━━ RECORD SET

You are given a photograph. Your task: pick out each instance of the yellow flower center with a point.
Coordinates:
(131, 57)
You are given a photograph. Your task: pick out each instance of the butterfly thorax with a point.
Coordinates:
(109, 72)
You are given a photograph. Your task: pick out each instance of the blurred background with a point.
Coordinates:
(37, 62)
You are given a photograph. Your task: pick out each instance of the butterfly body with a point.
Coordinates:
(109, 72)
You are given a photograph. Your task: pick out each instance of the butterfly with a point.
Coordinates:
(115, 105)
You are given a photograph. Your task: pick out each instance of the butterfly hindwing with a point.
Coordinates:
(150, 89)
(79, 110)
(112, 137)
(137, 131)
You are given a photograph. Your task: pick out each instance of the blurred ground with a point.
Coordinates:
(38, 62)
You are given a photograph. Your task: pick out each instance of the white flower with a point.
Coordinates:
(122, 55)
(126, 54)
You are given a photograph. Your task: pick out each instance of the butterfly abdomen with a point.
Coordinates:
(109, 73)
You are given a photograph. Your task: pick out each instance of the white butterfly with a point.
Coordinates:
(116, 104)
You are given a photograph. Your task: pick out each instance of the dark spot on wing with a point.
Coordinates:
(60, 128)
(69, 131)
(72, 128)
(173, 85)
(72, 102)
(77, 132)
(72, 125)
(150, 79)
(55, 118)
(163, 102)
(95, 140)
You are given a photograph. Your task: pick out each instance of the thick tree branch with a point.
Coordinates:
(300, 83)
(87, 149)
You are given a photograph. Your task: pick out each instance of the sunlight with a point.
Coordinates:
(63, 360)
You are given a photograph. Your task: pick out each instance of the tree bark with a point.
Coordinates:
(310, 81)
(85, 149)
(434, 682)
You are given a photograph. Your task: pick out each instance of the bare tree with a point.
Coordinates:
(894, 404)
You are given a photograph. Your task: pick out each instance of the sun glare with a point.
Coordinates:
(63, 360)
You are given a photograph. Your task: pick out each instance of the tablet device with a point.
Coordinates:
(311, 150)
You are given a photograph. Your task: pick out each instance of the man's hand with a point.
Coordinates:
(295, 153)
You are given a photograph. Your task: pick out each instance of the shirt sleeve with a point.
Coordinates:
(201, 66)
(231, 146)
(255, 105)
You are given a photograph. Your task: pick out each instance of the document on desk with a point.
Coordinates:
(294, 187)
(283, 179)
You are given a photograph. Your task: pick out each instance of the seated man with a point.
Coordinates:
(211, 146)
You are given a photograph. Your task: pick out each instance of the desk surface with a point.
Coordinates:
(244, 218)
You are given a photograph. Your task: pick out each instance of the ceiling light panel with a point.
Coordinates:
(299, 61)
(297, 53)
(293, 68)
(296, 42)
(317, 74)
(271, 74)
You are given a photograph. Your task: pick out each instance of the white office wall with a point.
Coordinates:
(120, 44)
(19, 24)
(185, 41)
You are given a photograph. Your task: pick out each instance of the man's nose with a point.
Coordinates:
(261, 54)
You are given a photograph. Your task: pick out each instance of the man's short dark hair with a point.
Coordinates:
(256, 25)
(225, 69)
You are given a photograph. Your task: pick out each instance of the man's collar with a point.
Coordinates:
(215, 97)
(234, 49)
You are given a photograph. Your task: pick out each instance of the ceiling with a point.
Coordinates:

━━━━

YOUR TASK ::
Repeat the records above in full, character for character.

ANSWER IN FULL ::
You are given a photograph. Your task: pick out each instance of the yellow flower center with a point.
Coordinates:
(131, 57)
You are given a photograph. Your task: pick out each instance of the butterfly thorax with a point.
Coordinates:
(109, 72)
You are given a photograph. Your task: pick out each instance of the blurred background with a point.
Coordinates:
(37, 62)
You are given a photograph. Your task: pick out each instance of the butterfly body with a point.
Coordinates:
(109, 72)
You are given a photograph. Your task: pick out each instance of the butterfly with a point.
Coordinates:
(115, 105)
You are given a photograph. Your task: pick out each instance of the butterfly hindwing with a point.
Coordinates:
(150, 89)
(79, 110)
(112, 137)
(137, 131)
You are given a photograph. Your task: pick out each instance of the blurred ground with a point.
Coordinates:
(38, 62)
You are given a photograph. Your task: pick out each instance of the white flower with a point.
Coordinates:
(122, 55)
(126, 54)
You are given a photograph. Your task: pick out each instance of the butterfly abdomen with a point.
Coordinates:
(109, 73)
You are given a photograph. Your task: pick out each instance of the white butterfly with a point.
Coordinates:
(116, 104)
You are given a photograph. Your task: pick out each instance of the dark spot on wing with a point.
Coordinates:
(60, 128)
(69, 131)
(72, 128)
(173, 85)
(72, 102)
(77, 132)
(72, 125)
(150, 79)
(55, 118)
(163, 102)
(95, 140)
You are given a photograph. Your task: pick out each instance of the thick tree branch with a point.
Coordinates:
(300, 83)
(87, 149)
You are given a photograph. Your task: pick out each instance of the sunlight with a point.
Coordinates:
(63, 360)
You are given a photograph. Your task: pick out each instance of the tree bark with a point.
Coordinates:
(310, 81)
(85, 149)
(434, 682)
You are given a photograph. Your task: pick out each instance of the bare tree with a point.
Coordinates:
(894, 404)
You are given a photograph. Your task: pick out each instance of the sun glare with a point.
Coordinates:
(63, 360)
You are given a photograph. Your task: pick out each instance of the tablet device with a point.
Coordinates:
(311, 150)
You are given a photograph. Your task: pick out each instance of the man's hand with a point.
Coordinates:
(295, 153)
You are given a photograph. Your task: pick out each instance of the shirt sleeve with a point.
Coordinates:
(201, 66)
(231, 146)
(255, 105)
You are given a photograph. Your task: pick out each instance of the document on desk with a point.
Coordinates:
(294, 187)
(283, 179)
You are given a photograph. Your task: pick out each instance of the seated man with a point.
Coordinates:
(211, 146)
You are given a photograph. Your task: pick out each instance of the desk surface with a point.
Coordinates:
(244, 218)
You are given a photograph. Your task: pick out each instance of the ceiling light panel with a point.
Coordinates:
(299, 61)
(297, 53)
(293, 68)
(296, 42)
(317, 74)
(271, 74)
You are given a photograph. Your task: pick out each instance of the white office wall with a point.
Coordinates:
(120, 44)
(19, 24)
(185, 41)
You are given a photograph. Your task: pick out each instance of the man's nose with a point.
Coordinates:
(261, 54)
You are given a photograph. Your task: pick out each instance of the man's short dark hair with a point.
Coordinates:
(256, 25)
(225, 69)
You are given a photograph. Your task: pick out each instance of the man's collar with a point.
Coordinates:
(215, 97)
(234, 49)
You are given a photograph. Your task: pick out each instance of the ceiling with a point.
Coordinates:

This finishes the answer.